Provided records
......

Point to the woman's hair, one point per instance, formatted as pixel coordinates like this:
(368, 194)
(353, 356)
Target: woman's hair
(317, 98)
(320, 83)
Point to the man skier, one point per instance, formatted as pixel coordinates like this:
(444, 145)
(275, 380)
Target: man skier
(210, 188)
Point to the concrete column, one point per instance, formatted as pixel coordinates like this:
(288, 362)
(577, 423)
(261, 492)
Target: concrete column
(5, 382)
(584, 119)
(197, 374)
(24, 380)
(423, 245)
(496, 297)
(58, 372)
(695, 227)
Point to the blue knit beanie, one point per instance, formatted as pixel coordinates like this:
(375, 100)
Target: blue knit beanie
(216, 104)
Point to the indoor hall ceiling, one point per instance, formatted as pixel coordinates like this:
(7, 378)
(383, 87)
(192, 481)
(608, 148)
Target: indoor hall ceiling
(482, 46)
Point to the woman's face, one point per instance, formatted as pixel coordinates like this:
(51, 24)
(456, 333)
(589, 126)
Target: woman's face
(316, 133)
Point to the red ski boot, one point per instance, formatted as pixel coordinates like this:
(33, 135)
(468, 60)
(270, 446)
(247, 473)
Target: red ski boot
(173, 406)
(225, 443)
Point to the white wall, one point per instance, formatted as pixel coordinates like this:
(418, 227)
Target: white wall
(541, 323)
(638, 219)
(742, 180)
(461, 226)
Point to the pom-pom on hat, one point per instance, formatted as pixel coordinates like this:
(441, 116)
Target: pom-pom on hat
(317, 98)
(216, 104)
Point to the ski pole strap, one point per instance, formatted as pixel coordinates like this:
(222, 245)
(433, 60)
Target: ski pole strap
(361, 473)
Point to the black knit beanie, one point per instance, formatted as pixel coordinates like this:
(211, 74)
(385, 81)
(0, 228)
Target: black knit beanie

......

For each line above that includes "black", copy the line.

Solution for this exercise
Point to the black knit beanie, one point per instance, formatted as pixel coordinates like this:
Target: black knit beanie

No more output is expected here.